ESTRATTO SELEZIONATO:
%%

Avvertiamo, anche e sulla base di quella costante e storica volontà di abbandono di geografie protette, quasi una reazione che conduce alla vuota estensione dei territori per chi trascorre e partecipa, anche con la pittura, alla compulsiva frequentazione delle metropoli; quasi un’esigenza estetica tesa al raggiungimento della dimensione monocroma per colui che si interfaccia con il poli-cromatismo della comunicazione sociale, quasi un desiderio di disintossicazione iconografica suggerita dal deserto rispetto all’impressionate sistema della comunicazione contemporanea. Bisogna ulteriormente osservare e sottolineare quanto questa esigenza espressiva proiettata verso il ‘viaggio di scoperta’, di cui Yongzheng estrapola un racconto intensamente partecipato, sia strettamente collegato con quella stessa energia che sta alla base operativa e determina la sua cultura pittorica articolata per Cicli.
E’ utile sottolineare e collocare la linea di tendenza che conduce Yongzheng, abbandonata la grande tradizione cinese della pittura di paesaggio, verso mirate esperienze performative in ambito geografico, nel quadro di una cultura del viaggio come dimensione della ricerca e delle relazioni diverse, frutto di una volontà attenta alla tematizzazione della propria opera quale risultato inedito nato del confronto tra l’io artistico e il contesto sconosciuto; alcuni fotogrammi estrapolati dalla documentazione e direttamente riconosciuti nelle video-registrazione di azioni e installazioni poli-materiche conducono ad un processo di sovrapposizione e di successione storica, sin dalle origini archeologiche per poi definirsi e specificarsi nella stagione moderna e poi in quella contemporanea, di tante tappe fondamentali per la definizione del patrimonio della storia dell’arte.

%%

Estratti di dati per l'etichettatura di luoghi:

%%

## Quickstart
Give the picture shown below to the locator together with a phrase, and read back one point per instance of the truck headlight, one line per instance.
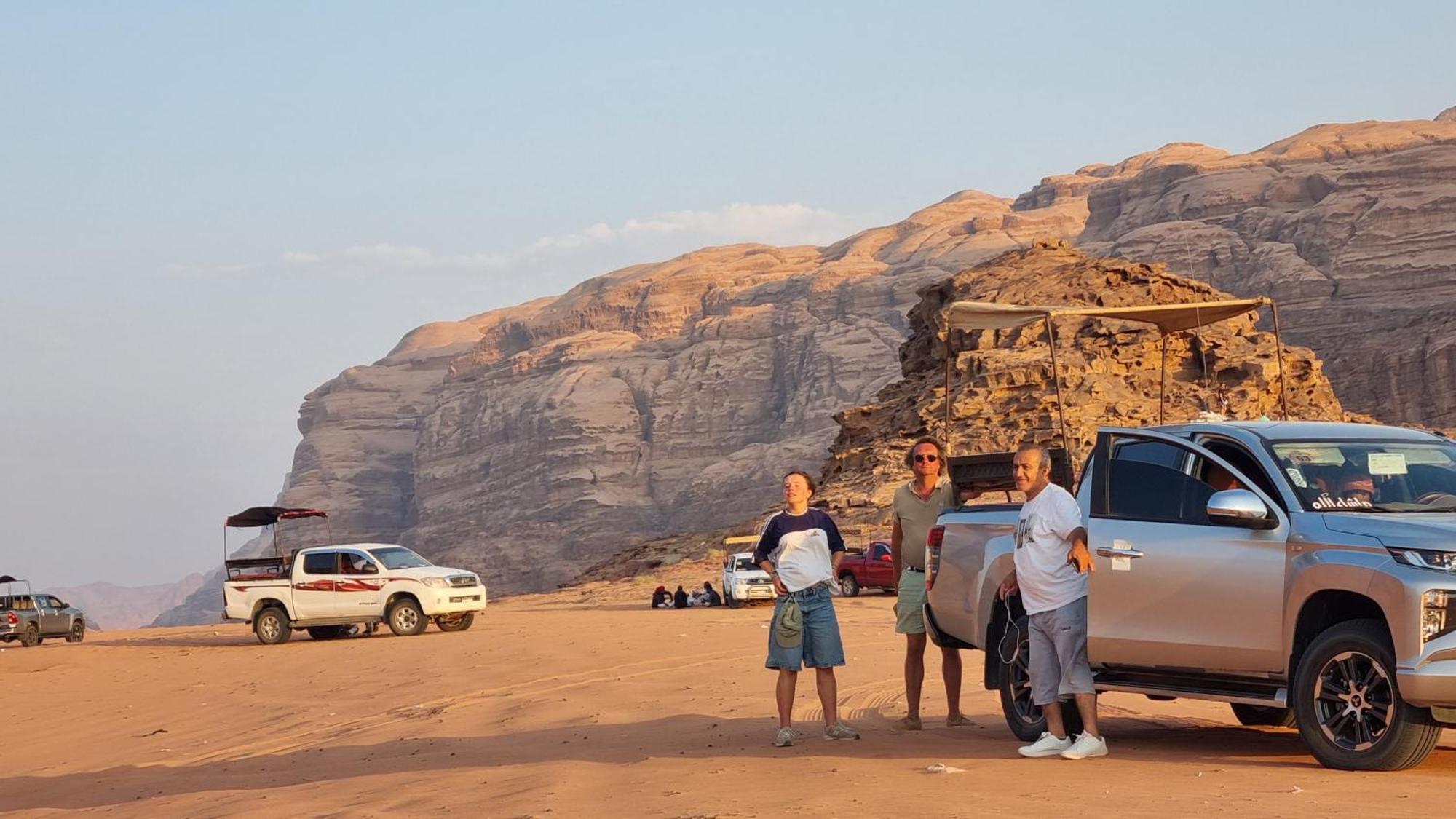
(1436, 618)
(1426, 558)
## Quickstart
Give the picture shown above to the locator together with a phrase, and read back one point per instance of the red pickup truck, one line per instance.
(870, 569)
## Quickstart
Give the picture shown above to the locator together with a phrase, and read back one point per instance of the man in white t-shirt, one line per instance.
(1052, 574)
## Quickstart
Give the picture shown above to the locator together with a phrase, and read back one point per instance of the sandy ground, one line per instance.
(586, 703)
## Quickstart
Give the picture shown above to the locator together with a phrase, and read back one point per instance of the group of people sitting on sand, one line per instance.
(681, 599)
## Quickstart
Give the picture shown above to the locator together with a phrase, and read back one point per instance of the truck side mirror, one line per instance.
(1240, 507)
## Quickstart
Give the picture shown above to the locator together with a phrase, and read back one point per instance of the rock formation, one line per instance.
(1002, 389)
(127, 606)
(534, 440)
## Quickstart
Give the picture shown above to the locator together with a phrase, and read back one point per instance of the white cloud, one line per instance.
(394, 257)
(566, 258)
(740, 222)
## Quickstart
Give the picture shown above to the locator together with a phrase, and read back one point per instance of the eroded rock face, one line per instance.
(1350, 228)
(1002, 389)
(534, 440)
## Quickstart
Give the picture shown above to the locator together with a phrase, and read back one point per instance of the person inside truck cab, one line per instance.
(1221, 478)
(353, 564)
(1358, 487)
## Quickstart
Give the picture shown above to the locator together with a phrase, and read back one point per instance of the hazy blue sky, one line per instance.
(207, 210)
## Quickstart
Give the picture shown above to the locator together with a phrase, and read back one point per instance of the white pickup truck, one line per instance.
(328, 589)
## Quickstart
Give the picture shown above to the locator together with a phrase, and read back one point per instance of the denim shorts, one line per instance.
(822, 646)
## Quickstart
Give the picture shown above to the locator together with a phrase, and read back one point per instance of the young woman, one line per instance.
(802, 550)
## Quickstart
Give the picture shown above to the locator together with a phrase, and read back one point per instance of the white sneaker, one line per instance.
(1048, 745)
(1087, 745)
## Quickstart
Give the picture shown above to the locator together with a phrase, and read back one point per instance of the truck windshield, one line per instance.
(1342, 475)
(400, 557)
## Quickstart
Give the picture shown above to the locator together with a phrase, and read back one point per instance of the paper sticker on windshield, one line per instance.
(1327, 503)
(1387, 462)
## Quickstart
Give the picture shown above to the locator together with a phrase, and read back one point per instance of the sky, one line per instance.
(210, 209)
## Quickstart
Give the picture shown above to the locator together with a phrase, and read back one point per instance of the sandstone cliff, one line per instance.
(1002, 392)
(127, 606)
(534, 440)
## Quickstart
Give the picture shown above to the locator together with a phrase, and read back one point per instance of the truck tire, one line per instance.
(405, 618)
(1023, 716)
(456, 624)
(1348, 704)
(1263, 716)
(272, 627)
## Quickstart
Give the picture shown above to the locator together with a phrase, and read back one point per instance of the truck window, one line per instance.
(356, 563)
(1151, 452)
(1147, 486)
(1219, 478)
(321, 563)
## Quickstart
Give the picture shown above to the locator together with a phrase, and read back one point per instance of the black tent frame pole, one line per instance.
(1279, 357)
(946, 429)
(1163, 378)
(1062, 417)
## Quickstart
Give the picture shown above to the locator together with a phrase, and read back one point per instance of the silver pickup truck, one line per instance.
(1302, 571)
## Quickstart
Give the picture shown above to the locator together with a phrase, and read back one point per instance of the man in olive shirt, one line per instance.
(917, 506)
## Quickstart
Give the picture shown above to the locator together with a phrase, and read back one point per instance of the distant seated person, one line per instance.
(1358, 487)
(711, 596)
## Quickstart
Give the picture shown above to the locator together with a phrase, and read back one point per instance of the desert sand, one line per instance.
(586, 703)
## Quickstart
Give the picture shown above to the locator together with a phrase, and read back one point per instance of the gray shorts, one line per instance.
(1059, 653)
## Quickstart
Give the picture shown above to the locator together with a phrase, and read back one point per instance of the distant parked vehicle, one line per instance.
(33, 618)
(745, 582)
(325, 590)
(870, 569)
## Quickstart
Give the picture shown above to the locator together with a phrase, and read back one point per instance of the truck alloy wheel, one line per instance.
(272, 627)
(405, 618)
(1349, 707)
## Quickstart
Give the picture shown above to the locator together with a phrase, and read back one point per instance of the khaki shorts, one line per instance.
(911, 606)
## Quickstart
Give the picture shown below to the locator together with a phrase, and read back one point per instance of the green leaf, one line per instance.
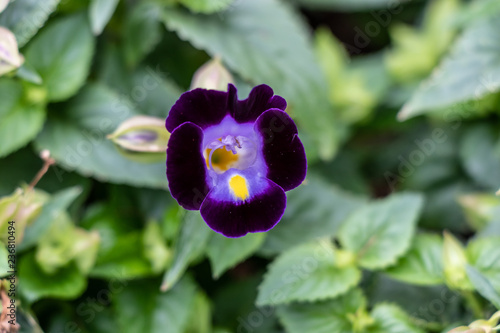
(391, 319)
(309, 272)
(64, 242)
(122, 259)
(381, 232)
(200, 319)
(477, 10)
(206, 6)
(484, 255)
(483, 286)
(480, 154)
(62, 54)
(57, 205)
(100, 11)
(351, 5)
(77, 140)
(320, 206)
(4, 264)
(423, 264)
(142, 31)
(470, 72)
(322, 317)
(141, 307)
(264, 41)
(34, 283)
(20, 119)
(191, 243)
(225, 252)
(155, 248)
(454, 263)
(25, 17)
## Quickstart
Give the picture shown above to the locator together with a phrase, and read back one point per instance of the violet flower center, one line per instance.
(230, 152)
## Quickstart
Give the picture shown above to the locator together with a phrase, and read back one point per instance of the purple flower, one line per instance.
(233, 160)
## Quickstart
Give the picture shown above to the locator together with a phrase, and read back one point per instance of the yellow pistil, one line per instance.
(238, 186)
(222, 159)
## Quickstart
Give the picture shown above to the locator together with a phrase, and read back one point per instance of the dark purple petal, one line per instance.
(201, 107)
(283, 152)
(186, 168)
(235, 218)
(260, 99)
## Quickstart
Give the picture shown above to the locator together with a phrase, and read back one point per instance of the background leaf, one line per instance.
(422, 265)
(206, 6)
(314, 210)
(143, 308)
(225, 252)
(100, 11)
(381, 232)
(483, 286)
(309, 272)
(265, 42)
(484, 255)
(391, 319)
(20, 118)
(324, 317)
(191, 243)
(62, 54)
(25, 17)
(57, 205)
(34, 283)
(142, 32)
(480, 154)
(470, 72)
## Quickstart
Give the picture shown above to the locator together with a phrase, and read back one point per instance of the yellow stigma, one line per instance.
(222, 159)
(238, 185)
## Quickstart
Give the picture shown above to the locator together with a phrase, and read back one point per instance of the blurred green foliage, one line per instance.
(402, 138)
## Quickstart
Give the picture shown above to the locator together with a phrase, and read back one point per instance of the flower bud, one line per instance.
(480, 209)
(455, 261)
(10, 58)
(23, 207)
(142, 134)
(3, 4)
(212, 75)
(467, 329)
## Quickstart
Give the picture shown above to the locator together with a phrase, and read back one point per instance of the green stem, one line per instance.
(473, 303)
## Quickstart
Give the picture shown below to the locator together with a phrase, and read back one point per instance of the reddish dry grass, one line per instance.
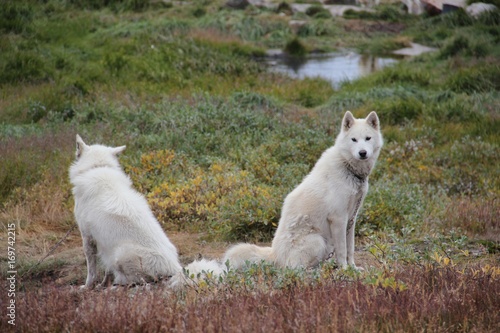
(437, 300)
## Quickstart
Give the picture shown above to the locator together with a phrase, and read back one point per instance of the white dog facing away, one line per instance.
(118, 226)
(319, 215)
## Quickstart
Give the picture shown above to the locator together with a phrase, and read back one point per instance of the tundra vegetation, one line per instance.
(215, 142)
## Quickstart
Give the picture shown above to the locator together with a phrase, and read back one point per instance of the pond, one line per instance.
(333, 67)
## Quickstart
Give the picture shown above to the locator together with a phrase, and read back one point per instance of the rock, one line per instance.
(415, 7)
(237, 4)
(478, 8)
(414, 50)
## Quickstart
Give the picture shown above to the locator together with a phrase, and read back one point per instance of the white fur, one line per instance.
(116, 222)
(319, 215)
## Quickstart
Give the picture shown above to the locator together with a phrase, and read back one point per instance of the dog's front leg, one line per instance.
(351, 224)
(108, 275)
(90, 250)
(338, 228)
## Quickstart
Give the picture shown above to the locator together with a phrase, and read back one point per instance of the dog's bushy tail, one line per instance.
(238, 255)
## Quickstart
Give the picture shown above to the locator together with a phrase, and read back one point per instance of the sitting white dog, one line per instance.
(116, 222)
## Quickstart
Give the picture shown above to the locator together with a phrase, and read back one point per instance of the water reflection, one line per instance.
(336, 68)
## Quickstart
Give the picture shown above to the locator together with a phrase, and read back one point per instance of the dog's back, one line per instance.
(116, 220)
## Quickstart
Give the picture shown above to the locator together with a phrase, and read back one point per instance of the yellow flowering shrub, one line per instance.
(220, 200)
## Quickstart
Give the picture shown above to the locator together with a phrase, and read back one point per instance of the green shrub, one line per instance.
(393, 205)
(15, 16)
(474, 79)
(318, 11)
(295, 48)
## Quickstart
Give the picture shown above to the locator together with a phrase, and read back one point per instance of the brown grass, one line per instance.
(437, 300)
(477, 217)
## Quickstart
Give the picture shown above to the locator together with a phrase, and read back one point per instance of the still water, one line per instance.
(333, 67)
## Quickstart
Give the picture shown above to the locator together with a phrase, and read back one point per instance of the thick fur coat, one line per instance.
(116, 222)
(319, 216)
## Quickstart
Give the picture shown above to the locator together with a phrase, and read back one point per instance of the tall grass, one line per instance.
(215, 143)
(434, 299)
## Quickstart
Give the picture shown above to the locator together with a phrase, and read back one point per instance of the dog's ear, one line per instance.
(118, 150)
(80, 146)
(348, 121)
(373, 121)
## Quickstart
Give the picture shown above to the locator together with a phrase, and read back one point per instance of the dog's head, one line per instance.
(94, 156)
(361, 137)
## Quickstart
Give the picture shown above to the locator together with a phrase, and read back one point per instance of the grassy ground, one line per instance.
(215, 143)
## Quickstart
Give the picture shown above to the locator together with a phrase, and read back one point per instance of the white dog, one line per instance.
(116, 222)
(319, 215)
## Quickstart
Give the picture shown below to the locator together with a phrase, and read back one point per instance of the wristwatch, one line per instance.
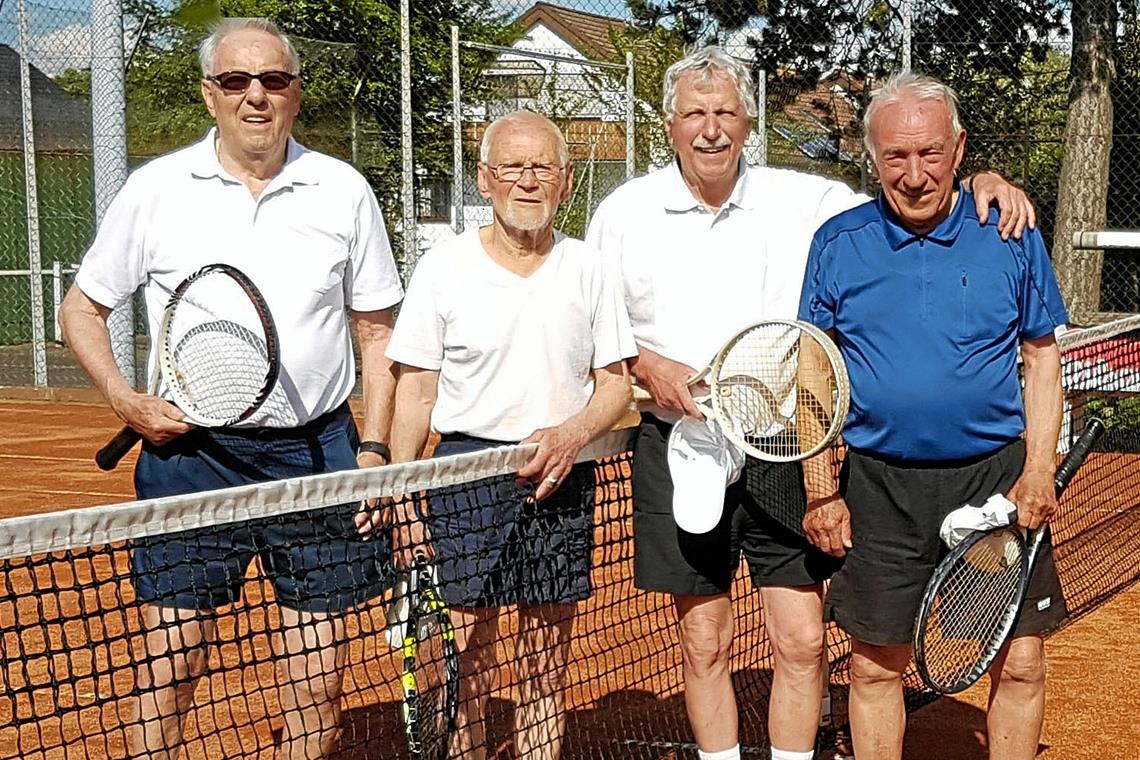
(375, 447)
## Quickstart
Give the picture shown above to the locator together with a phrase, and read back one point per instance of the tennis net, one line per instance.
(72, 636)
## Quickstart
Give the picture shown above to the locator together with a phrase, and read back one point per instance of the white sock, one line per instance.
(788, 754)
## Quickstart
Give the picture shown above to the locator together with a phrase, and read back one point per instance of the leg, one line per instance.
(877, 712)
(176, 658)
(1017, 700)
(706, 628)
(544, 642)
(795, 624)
(475, 631)
(311, 652)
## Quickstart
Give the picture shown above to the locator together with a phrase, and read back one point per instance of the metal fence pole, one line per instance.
(456, 135)
(629, 115)
(762, 119)
(35, 276)
(108, 150)
(410, 252)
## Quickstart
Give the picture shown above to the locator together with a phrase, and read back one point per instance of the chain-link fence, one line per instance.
(577, 62)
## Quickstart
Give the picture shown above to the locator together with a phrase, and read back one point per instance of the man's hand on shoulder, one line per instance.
(828, 524)
(666, 380)
(1035, 497)
(1015, 209)
(159, 421)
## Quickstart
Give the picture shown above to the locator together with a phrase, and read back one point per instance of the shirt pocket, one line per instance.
(988, 305)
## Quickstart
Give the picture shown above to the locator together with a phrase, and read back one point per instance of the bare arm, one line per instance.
(559, 447)
(84, 327)
(666, 380)
(827, 522)
(415, 397)
(377, 380)
(1033, 492)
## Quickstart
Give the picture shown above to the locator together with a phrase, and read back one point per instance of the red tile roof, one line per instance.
(589, 33)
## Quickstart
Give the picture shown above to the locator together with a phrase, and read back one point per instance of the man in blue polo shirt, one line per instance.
(930, 310)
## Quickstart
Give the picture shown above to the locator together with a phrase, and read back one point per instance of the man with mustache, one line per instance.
(707, 246)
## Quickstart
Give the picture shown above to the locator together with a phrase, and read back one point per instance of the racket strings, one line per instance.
(758, 393)
(218, 351)
(971, 610)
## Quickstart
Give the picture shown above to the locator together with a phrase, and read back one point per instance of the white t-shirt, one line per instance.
(693, 279)
(314, 244)
(513, 353)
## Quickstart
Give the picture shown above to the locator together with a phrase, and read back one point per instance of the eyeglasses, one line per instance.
(235, 82)
(514, 172)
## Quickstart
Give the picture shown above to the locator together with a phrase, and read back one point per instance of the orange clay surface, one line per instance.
(625, 672)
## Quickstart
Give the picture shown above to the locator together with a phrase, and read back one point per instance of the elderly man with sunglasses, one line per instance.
(308, 231)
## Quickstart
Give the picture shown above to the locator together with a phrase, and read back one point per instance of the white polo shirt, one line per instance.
(314, 244)
(513, 353)
(692, 278)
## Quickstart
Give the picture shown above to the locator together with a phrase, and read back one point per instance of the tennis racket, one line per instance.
(217, 353)
(431, 668)
(972, 602)
(779, 390)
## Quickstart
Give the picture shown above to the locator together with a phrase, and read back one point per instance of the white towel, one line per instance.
(998, 511)
(702, 463)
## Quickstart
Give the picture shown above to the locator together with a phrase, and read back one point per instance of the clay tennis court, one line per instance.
(66, 672)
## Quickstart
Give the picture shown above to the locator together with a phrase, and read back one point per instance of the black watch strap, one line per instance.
(375, 447)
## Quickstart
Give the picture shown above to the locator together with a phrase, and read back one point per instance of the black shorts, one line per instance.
(667, 558)
(316, 560)
(495, 546)
(896, 512)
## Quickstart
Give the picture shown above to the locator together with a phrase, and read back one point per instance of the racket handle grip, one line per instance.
(116, 448)
(1076, 455)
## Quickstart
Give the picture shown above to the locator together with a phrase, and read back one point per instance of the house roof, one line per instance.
(60, 121)
(589, 33)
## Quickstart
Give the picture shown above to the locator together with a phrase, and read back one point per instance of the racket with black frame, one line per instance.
(218, 353)
(972, 601)
(430, 679)
(779, 389)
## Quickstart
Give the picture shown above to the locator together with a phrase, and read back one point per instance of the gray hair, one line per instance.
(905, 84)
(485, 147)
(707, 63)
(226, 26)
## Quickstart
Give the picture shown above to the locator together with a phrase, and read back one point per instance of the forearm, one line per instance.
(607, 406)
(1043, 407)
(415, 398)
(377, 374)
(84, 328)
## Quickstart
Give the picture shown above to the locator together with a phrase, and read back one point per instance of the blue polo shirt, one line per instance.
(929, 326)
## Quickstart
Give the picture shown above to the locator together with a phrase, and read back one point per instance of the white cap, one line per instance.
(702, 463)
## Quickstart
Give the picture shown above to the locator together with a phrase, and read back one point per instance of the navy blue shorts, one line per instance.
(495, 546)
(315, 558)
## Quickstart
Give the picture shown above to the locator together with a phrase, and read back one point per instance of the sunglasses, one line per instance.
(235, 82)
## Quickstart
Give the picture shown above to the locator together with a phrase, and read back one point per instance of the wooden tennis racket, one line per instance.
(779, 389)
(218, 353)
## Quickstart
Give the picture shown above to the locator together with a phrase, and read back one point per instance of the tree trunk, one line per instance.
(1082, 193)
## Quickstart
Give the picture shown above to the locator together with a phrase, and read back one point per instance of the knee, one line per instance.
(800, 648)
(1025, 665)
(706, 645)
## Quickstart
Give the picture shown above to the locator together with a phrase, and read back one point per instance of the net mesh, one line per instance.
(73, 638)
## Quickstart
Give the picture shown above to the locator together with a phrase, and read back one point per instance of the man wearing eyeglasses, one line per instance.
(512, 333)
(308, 231)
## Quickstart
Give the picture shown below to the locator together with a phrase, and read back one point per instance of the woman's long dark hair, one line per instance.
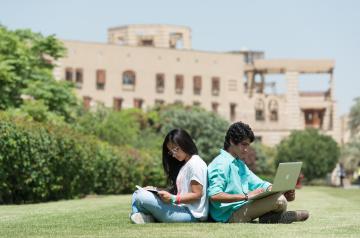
(171, 165)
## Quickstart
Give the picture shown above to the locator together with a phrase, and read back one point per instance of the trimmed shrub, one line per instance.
(41, 162)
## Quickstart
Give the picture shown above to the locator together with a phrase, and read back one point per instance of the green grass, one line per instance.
(333, 213)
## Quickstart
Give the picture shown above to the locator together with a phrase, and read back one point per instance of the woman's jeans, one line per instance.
(150, 204)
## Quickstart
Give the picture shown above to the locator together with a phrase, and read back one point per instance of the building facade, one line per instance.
(145, 65)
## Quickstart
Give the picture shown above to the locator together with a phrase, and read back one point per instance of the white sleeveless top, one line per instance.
(195, 169)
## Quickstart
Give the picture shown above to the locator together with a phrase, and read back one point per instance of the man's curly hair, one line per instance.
(237, 133)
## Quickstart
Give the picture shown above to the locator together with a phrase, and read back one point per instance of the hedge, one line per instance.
(40, 162)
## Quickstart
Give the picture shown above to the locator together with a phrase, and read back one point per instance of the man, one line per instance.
(231, 184)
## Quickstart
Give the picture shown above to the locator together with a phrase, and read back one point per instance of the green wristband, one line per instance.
(173, 199)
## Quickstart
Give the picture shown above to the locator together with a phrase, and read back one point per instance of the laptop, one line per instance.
(285, 179)
(153, 190)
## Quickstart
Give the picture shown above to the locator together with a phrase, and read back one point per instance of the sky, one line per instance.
(288, 29)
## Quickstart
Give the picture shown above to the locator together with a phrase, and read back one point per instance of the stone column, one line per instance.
(250, 81)
(292, 101)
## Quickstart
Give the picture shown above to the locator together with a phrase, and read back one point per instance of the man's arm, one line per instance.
(228, 198)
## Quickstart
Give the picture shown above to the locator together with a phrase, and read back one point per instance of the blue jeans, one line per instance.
(148, 203)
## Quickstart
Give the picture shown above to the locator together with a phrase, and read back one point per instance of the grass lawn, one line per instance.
(333, 213)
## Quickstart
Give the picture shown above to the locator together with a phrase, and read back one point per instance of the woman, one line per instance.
(187, 175)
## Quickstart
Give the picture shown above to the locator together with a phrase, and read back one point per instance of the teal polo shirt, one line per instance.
(230, 175)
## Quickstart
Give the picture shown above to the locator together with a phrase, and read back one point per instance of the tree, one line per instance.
(26, 66)
(206, 128)
(319, 153)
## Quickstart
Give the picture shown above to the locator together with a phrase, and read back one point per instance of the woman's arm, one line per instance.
(193, 196)
(227, 198)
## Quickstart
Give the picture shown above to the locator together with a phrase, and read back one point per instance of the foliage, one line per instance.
(34, 110)
(206, 128)
(319, 153)
(26, 69)
(265, 160)
(40, 162)
(351, 154)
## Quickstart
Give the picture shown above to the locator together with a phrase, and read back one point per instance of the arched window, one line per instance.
(273, 109)
(259, 110)
(129, 79)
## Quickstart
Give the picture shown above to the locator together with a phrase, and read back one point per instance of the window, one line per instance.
(138, 103)
(68, 74)
(118, 104)
(314, 118)
(129, 79)
(197, 104)
(232, 85)
(259, 110)
(159, 102)
(197, 85)
(179, 83)
(100, 79)
(86, 102)
(215, 86)
(160, 83)
(79, 78)
(232, 111)
(273, 108)
(178, 102)
(214, 107)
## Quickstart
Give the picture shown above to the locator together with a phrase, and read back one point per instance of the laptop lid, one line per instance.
(286, 176)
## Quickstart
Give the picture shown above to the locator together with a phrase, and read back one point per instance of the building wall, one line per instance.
(146, 62)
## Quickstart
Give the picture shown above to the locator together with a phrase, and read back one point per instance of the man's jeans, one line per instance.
(150, 204)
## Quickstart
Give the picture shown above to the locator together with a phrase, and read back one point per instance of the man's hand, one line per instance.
(255, 192)
(290, 195)
(165, 196)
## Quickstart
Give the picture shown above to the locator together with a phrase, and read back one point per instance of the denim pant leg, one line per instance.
(148, 203)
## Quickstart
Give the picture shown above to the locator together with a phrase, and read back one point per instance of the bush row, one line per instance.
(41, 162)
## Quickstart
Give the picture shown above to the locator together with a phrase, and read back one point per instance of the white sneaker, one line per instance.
(141, 218)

%%

OBIETTIVO DELL'ESERCIZIO: Ricopia dal testo sulla pittura di Yongzheng il passo che va da "E’ utile sottolineare" fino a "della storia dell’arte." compreso.

RISULTATO DELL'ESERCIZIO:
E’ utile sottolineare e collocare la linea di tendenza che conduce Yongzheng, abbandonata la grande tradizione cinese della pittura di paesaggio, verso mirate esperienze performative in ambito geografico, nel quadro di una cultura del viaggio come dimensione della ricerca e delle relazioni diverse, frutto di una volontà attenta alla tematizzazione della propria opera quale risultato inedito nato del confronto tra l’io artistico e il contesto sconosciuto; alcuni fotogrammi estrapolati dalla documentazione e direttamente riconosciuti nelle video-registrazione di azioni e installazioni poli-materiche conducono ad un processo di sovrapposizione e di successione storica, sin dalle origini archeologiche per poi definirsi e specificarsi nella stagione moderna e poi in quella contemporanea, di tante tappe fondamentali per la definizione del patrimonio della storia dell’arte.